PROBLEM STATEMENT
Could you output each line of the data that follows exactly?

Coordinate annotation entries
━━━━
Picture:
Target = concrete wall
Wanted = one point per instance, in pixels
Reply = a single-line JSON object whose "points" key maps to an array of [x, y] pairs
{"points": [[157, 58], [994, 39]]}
━━━━
WORKED ANSWER
Picture:
Target = concrete wall
Wanted = one point per instance, in pixels
Reply = a single-line JSON object whose "points" key maps to an array of [x, y] pairs
{"points": [[157, 58], [994, 39]]}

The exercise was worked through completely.